§ Stored items
'''

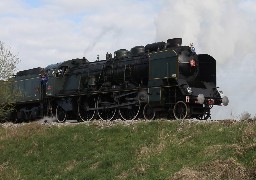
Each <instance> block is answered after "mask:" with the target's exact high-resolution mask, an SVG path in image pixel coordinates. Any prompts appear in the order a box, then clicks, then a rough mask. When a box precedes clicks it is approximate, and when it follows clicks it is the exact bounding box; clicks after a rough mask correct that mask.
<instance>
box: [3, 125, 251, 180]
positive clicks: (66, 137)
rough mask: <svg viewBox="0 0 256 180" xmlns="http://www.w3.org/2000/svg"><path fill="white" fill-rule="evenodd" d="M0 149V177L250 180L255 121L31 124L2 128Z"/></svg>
mask: <svg viewBox="0 0 256 180" xmlns="http://www.w3.org/2000/svg"><path fill="white" fill-rule="evenodd" d="M0 151H1V153H0V179H7V180H8V179H31V180H32V179H179V178H181V177H183V178H186V177H187V178H189V177H196V178H198V179H199V178H202V177H204V178H205V177H206V178H210V179H226V178H230V179H234V178H239V177H241V178H247V179H253V178H256V123H255V122H226V121H225V122H213V123H198V122H192V123H191V122H181V121H173V122H171V121H155V122H139V123H135V124H131V125H129V126H125V125H121V124H116V125H113V126H111V127H102V126H99V125H98V123H95V122H92V123H89V125H88V124H79V125H75V126H73V125H72V126H60V127H58V126H47V125H40V124H37V123H31V124H27V125H23V126H19V127H15V128H11V127H10V128H3V127H0ZM224 170H225V171H224ZM216 174H217V175H218V176H216Z"/></svg>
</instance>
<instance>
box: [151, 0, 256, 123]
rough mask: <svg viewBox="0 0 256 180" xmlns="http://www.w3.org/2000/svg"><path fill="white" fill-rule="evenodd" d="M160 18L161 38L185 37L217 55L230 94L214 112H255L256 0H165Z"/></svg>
mask: <svg viewBox="0 0 256 180" xmlns="http://www.w3.org/2000/svg"><path fill="white" fill-rule="evenodd" d="M164 4H165V6H164V9H162V11H161V12H160V14H159V15H158V17H157V18H156V40H157V41H165V40H166V39H168V38H173V37H182V38H183V44H184V45H189V43H191V42H193V43H194V46H195V47H196V51H197V53H202V54H210V55H211V56H213V57H214V58H215V59H216V61H217V85H218V86H220V89H222V90H223V91H224V93H225V95H227V96H228V97H229V99H230V104H229V106H228V107H220V108H219V107H218V108H215V109H214V110H213V116H212V118H214V119H218V118H221V119H223V118H238V115H240V114H241V113H242V112H244V111H248V112H250V113H251V114H252V115H254V114H256V106H255V105H256V103H255V102H256V76H255V75H256V73H255V70H256V53H255V49H256V43H255V42H256V31H255V29H256V2H255V1H253V0H246V1H244V0H207V1H201V0H193V1H190V0H182V1H174V0H166V1H164Z"/></svg>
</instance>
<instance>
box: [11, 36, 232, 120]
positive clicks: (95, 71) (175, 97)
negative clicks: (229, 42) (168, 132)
mask: <svg viewBox="0 0 256 180" xmlns="http://www.w3.org/2000/svg"><path fill="white" fill-rule="evenodd" d="M181 43H182V39H181V38H174V39H169V40H167V43H165V42H158V43H153V44H148V45H146V46H145V47H144V46H136V47H134V48H132V49H131V51H127V50H125V49H120V50H118V51H116V52H115V54H114V57H112V54H109V53H107V54H106V59H105V60H96V61H95V62H89V61H88V60H87V59H85V58H82V59H72V60H68V61H64V62H62V63H57V64H54V65H49V66H47V67H46V68H34V69H30V70H25V71H20V72H18V73H17V75H16V76H15V77H14V82H15V84H14V86H15V89H18V90H20V91H21V92H22V93H23V96H22V97H21V98H20V99H18V100H17V102H16V111H15V112H12V115H11V116H12V119H15V120H16V121H24V120H29V119H36V118H42V117H43V116H55V117H56V119H57V121H58V122H65V121H66V120H67V119H73V118H76V119H79V120H80V121H90V120H92V119H95V118H96V119H97V118H98V119H101V120H113V119H116V118H121V119H122V120H134V119H137V118H144V119H146V120H152V119H154V118H155V117H156V116H158V117H165V118H166V117H168V118H171V119H185V118H197V119H208V118H210V117H211V113H210V111H211V108H212V107H213V105H225V106H226V105H228V103H229V100H228V98H227V97H226V96H223V94H222V93H221V91H218V87H216V60H215V59H214V58H213V57H211V56H210V55H207V54H196V52H195V50H194V48H193V47H192V46H181Z"/></svg>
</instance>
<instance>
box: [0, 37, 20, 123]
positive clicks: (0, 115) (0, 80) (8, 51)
mask: <svg viewBox="0 0 256 180" xmlns="http://www.w3.org/2000/svg"><path fill="white" fill-rule="evenodd" d="M18 63H19V58H18V56H17V55H14V54H13V53H12V52H11V50H10V48H9V47H7V46H5V44H4V43H3V42H2V41H0V121H2V120H3V119H4V118H5V117H6V116H7V115H8V114H9V112H10V111H12V110H13V108H14V107H13V104H14V102H15V99H16V97H17V96H18V93H17V92H15V90H14V88H13V87H14V85H13V80H12V79H11V77H12V76H13V74H14V73H15V71H16V70H17V69H16V65H17V64H18Z"/></svg>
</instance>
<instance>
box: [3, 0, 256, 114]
mask: <svg viewBox="0 0 256 180" xmlns="http://www.w3.org/2000/svg"><path fill="white" fill-rule="evenodd" d="M31 2H32V1H31V0H8V1H1V2H0V12H1V15H0V24H1V28H0V40H1V41H3V42H5V43H6V44H7V45H9V46H11V47H12V49H13V50H14V51H15V52H18V53H19V57H20V59H21V63H20V64H19V67H18V68H19V69H20V70H24V69H29V68H34V67H38V66H40V67H45V66H47V65H49V64H53V63H57V62H61V61H64V60H68V59H72V58H77V57H80V58H81V57H83V56H86V58H88V59H89V61H94V60H95V59H96V57H97V55H100V58H101V59H104V58H105V54H106V52H110V53H113V52H114V51H115V50H117V49H121V48H126V49H130V48H132V47H133V46H136V45H145V44H147V43H152V42H155V41H166V40H167V39H169V38H174V37H182V38H183V44H184V45H189V43H191V42H193V43H194V45H195V47H196V51H197V53H207V54H210V55H212V56H213V57H214V58H215V59H216V60H217V82H218V86H220V89H222V90H223V91H224V93H225V94H226V95H228V96H229V98H230V105H229V106H228V107H220V108H215V109H214V118H220V117H221V118H225V117H230V114H231V112H232V114H235V115H237V114H239V113H241V112H243V111H246V110H247V111H250V113H252V114H256V108H254V105H255V103H254V99H256V94H255V92H254V89H255V88H256V87H255V86H256V80H255V78H254V74H255V73H254V71H255V68H256V62H255V61H254V60H255V59H256V53H255V52H254V51H255V49H256V44H255V42H256V35H255V29H256V28H255V26H256V3H255V2H254V1H253V0H207V1H201V0H193V1H191V0H179V1H176V0H159V1H153V0H148V1H146V0H111V1H109V0H94V1H89V0H73V1H70V0H35V1H33V3H31Z"/></svg>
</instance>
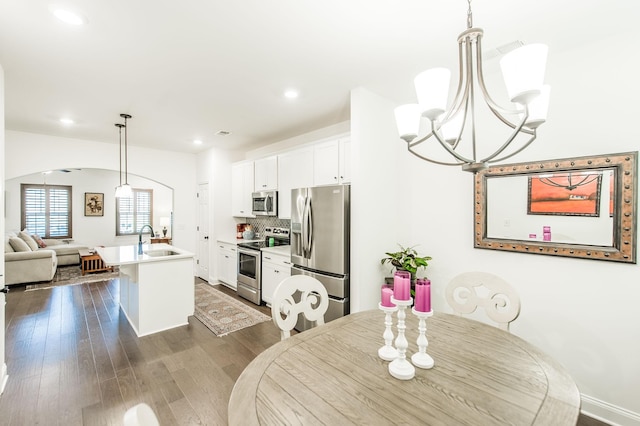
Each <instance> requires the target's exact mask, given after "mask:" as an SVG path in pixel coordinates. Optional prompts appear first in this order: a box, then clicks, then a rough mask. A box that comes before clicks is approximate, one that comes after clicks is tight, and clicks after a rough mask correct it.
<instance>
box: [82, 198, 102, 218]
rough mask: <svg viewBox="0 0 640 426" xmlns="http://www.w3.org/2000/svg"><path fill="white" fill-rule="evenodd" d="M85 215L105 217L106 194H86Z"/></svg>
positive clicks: (85, 202)
mask: <svg viewBox="0 0 640 426" xmlns="http://www.w3.org/2000/svg"><path fill="white" fill-rule="evenodd" d="M84 215H85V216H104V194H103V193H100V192H85V193H84Z"/></svg>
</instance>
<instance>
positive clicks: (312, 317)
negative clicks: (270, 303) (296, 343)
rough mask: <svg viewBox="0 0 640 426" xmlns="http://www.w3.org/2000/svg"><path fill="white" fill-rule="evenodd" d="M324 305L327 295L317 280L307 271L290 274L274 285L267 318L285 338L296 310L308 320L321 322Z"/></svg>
mask: <svg viewBox="0 0 640 426" xmlns="http://www.w3.org/2000/svg"><path fill="white" fill-rule="evenodd" d="M296 293H297V294H296ZM294 296H295V297H294ZM298 296H299V297H298ZM328 308H329V295H328V294H327V289H326V288H325V287H324V285H323V284H322V283H321V282H320V281H318V280H317V279H315V278H313V277H309V276H307V275H293V276H291V277H288V278H285V279H284V280H282V281H281V282H280V284H278V286H277V287H276V290H275V292H274V295H273V301H272V302H271V318H273V322H274V323H275V325H276V326H277V327H278V328H279V329H280V339H281V340H285V339H287V338H289V337H290V336H291V330H292V329H293V328H294V327H295V326H296V323H297V321H298V316H299V315H300V314H302V315H304V316H305V318H306V319H307V320H308V321H315V325H322V324H324V314H325V313H326V312H327V309H328Z"/></svg>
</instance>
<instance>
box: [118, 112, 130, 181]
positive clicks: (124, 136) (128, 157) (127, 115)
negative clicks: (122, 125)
mask: <svg viewBox="0 0 640 426" xmlns="http://www.w3.org/2000/svg"><path fill="white" fill-rule="evenodd" d="M120 117H122V118H124V184H125V185H129V148H128V147H127V120H128V119H130V118H132V117H131V115H129V114H120Z"/></svg>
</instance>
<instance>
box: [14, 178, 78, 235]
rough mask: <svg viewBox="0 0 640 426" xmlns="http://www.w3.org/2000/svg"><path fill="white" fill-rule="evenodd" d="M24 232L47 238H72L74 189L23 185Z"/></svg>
mask: <svg viewBox="0 0 640 426" xmlns="http://www.w3.org/2000/svg"><path fill="white" fill-rule="evenodd" d="M20 187H21V192H22V220H21V229H28V230H29V232H30V233H32V234H38V235H40V236H41V237H44V238H71V236H72V235H71V187H70V186H61V185H32V184H22V185H20Z"/></svg>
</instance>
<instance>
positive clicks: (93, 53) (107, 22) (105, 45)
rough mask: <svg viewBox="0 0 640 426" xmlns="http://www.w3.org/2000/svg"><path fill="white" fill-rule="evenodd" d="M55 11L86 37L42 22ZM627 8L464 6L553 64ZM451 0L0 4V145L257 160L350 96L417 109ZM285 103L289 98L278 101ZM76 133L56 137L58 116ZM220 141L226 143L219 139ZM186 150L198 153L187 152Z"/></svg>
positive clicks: (185, 1)
mask: <svg viewBox="0 0 640 426" xmlns="http://www.w3.org/2000/svg"><path fill="white" fill-rule="evenodd" d="M51 4H59V5H65V6H67V7H69V8H71V9H73V10H75V11H77V12H79V13H81V14H82V15H83V16H84V17H85V18H86V19H87V23H86V25H84V26H82V27H73V26H69V25H67V24H64V23H62V22H61V21H59V20H58V19H57V18H55V17H54V16H53V14H52V13H51V12H50V11H49V7H50V5H51ZM639 4H640V2H637V1H636V0H613V1H602V0H582V1H578V0H565V1H562V2H559V1H556V0H535V1H534V0H529V1H524V0H477V1H474V2H473V3H472V7H473V18H474V25H475V26H478V27H482V28H483V29H484V30H485V36H484V41H483V46H484V48H485V53H486V51H487V50H490V49H495V48H497V47H499V46H502V45H505V44H508V43H510V42H513V41H514V40H521V41H523V42H525V43H532V42H542V43H546V44H548V45H549V48H550V55H553V54H559V52H562V50H565V49H569V48H572V47H575V46H577V45H579V44H583V43H587V42H590V41H593V40H594V39H598V38H604V37H606V36H607V35H612V34H614V33H616V32H619V31H629V30H630V29H633V27H634V25H635V21H636V20H637V17H638V16H640V6H639ZM467 6H468V5H467V2H466V1H464V0H421V1H418V0H323V1H311V0H270V1H265V0H238V1H222V0H184V1H182V2H177V1H167V0H134V1H132V0H109V1H104V0H60V1H56V0H51V1H44V0H2V1H1V2H0V64H1V65H2V67H3V68H4V72H5V114H6V117H5V121H6V123H5V126H6V128H7V129H8V130H16V131H24V132H32V133H40V134H47V135H55V136H63V137H70V138H77V139H85V140H93V141H99V142H110V143H114V144H116V143H117V142H118V131H117V128H116V127H115V126H114V124H115V123H117V122H121V121H122V120H121V119H120V117H119V114H120V113H129V114H131V115H132V116H133V119H131V120H130V121H129V143H130V144H131V145H137V146H144V147H150V148H157V149H166V150H173V151H180V152H187V153H196V152H199V151H202V150H205V149H209V148H211V147H217V148H220V149H238V150H247V149H254V148H257V147H259V146H262V145H265V144H269V143H273V142H276V141H280V140H284V139H287V138H290V137H293V136H296V135H299V134H302V133H306V132H309V131H311V130H315V129H318V128H322V127H326V126H329V125H331V124H336V123H339V122H343V121H346V120H348V119H349V108H350V106H349V98H350V90H351V89H353V88H355V87H359V86H362V87H365V88H367V89H369V90H371V91H373V92H376V93H378V94H380V95H382V96H385V97H387V98H390V99H393V100H396V101H398V102H399V103H401V102H408V101H414V100H415V98H414V95H413V77H414V76H415V75H416V74H417V73H418V72H420V71H422V70H424V69H427V68H429V67H433V66H447V67H449V68H451V69H452V70H453V71H454V73H455V70H456V67H457V63H456V61H457V47H456V39H457V35H458V34H459V33H460V32H462V31H463V30H464V29H465V28H466V14H467ZM288 88H295V89H297V90H299V92H300V96H299V97H298V98H297V99H287V98H285V97H284V96H283V92H284V91H285V90H286V89H288ZM63 116H64V117H69V118H71V119H73V120H74V121H75V124H73V125H70V126H63V125H61V124H60V123H59V119H60V118H61V117H63ZM220 130H223V131H228V132H231V134H230V135H228V136H219V135H216V133H217V132H218V131H220ZM194 139H200V140H202V141H203V144H202V145H199V146H196V145H194V144H193V140H194Z"/></svg>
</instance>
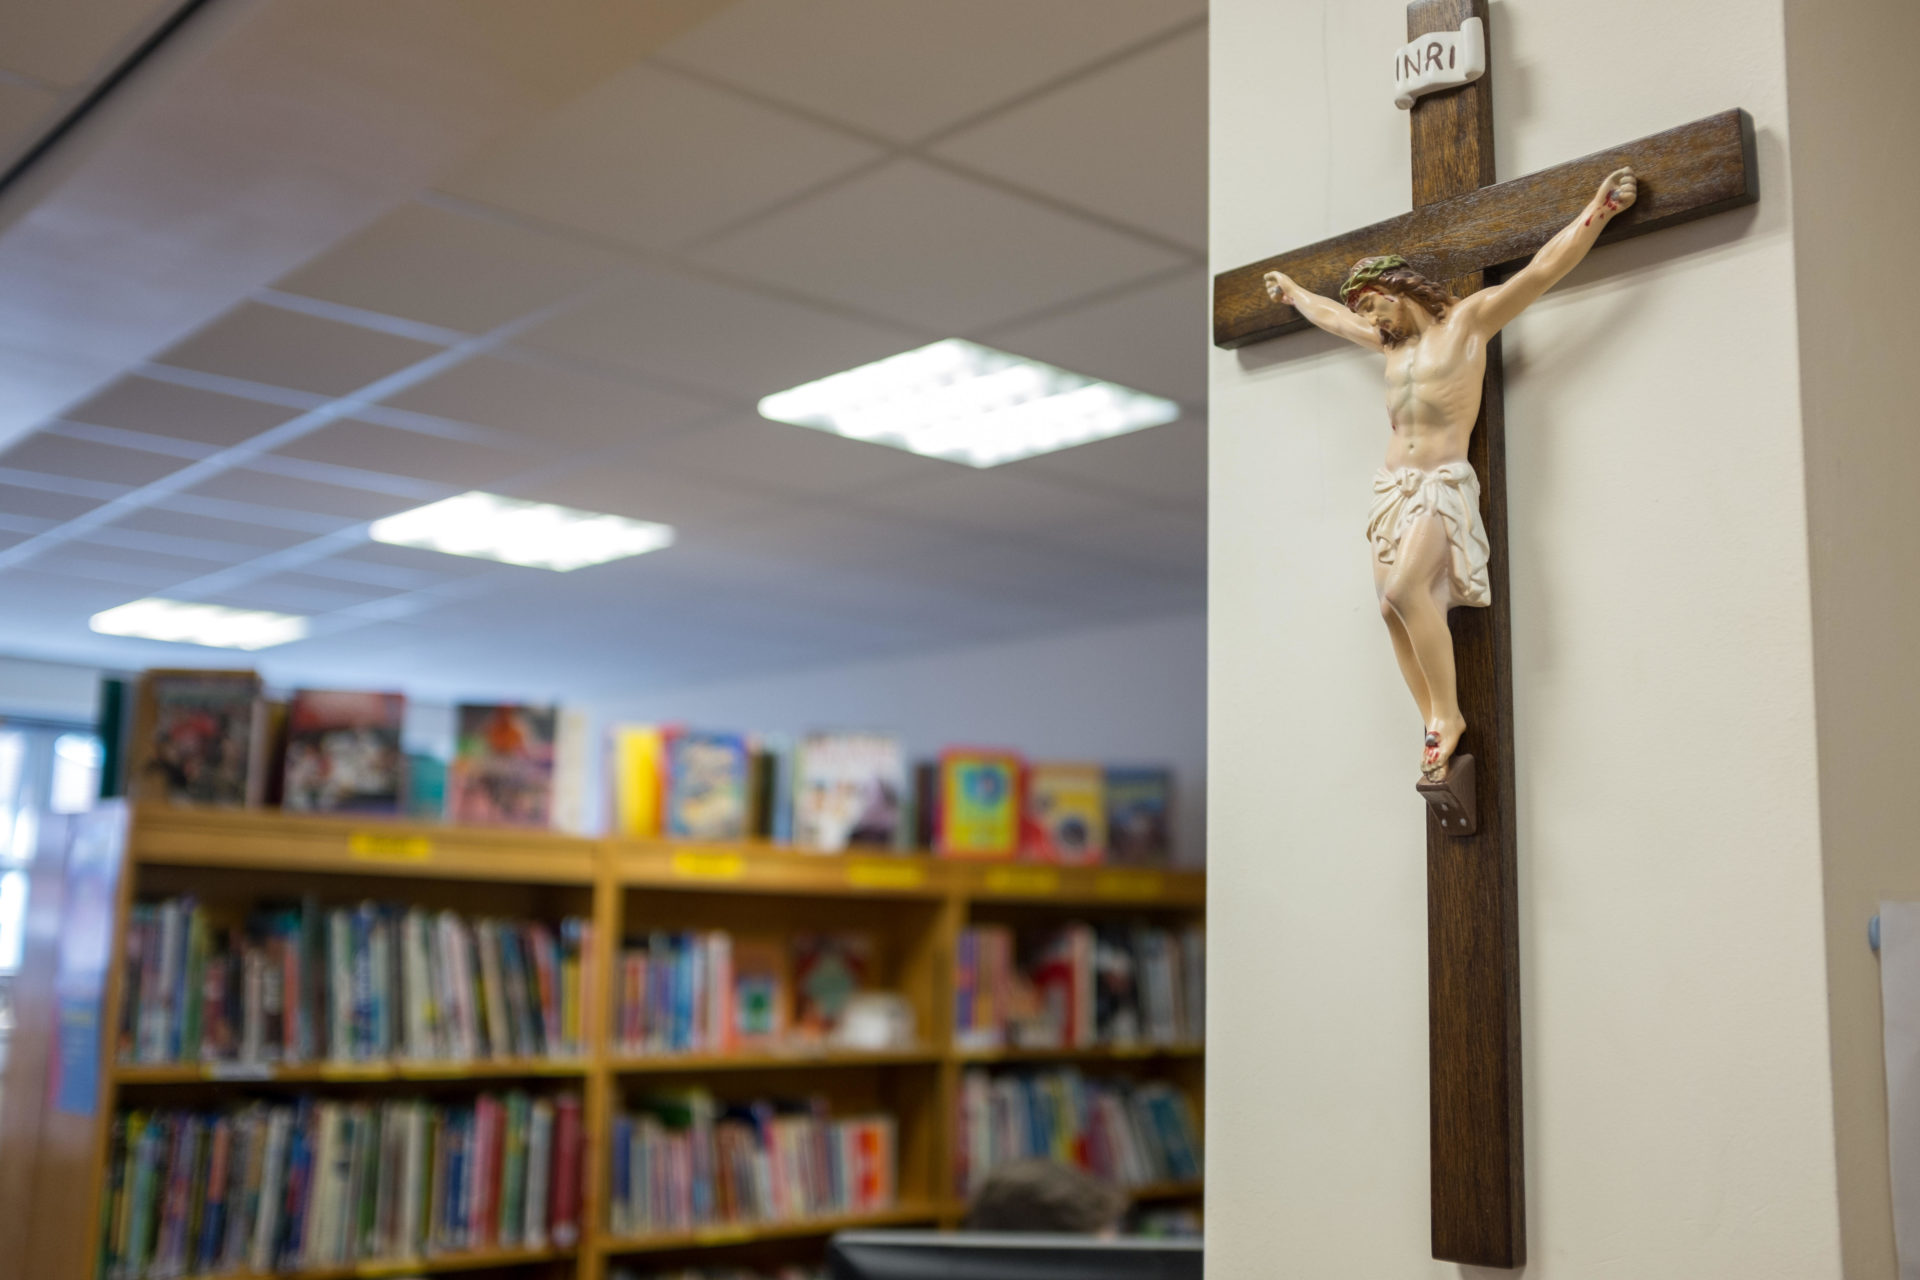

'''

§ DIRECTIVE
Select every line of the records above that contains the word "positive", matching case exactly.

§ SOLUTION TO THIS PROBLEM
positive clicks: (66, 137)
positive clicks: (95, 71) (175, 97)
positive clicks: (0, 115) (0, 80) (8, 51)
positive clicks: (85, 202)
positive clicks: (312, 317)
positive clicks: (124, 136) (128, 157) (127, 115)
positive clicks: (93, 53) (107, 22) (105, 45)
positive clicks: (185, 1)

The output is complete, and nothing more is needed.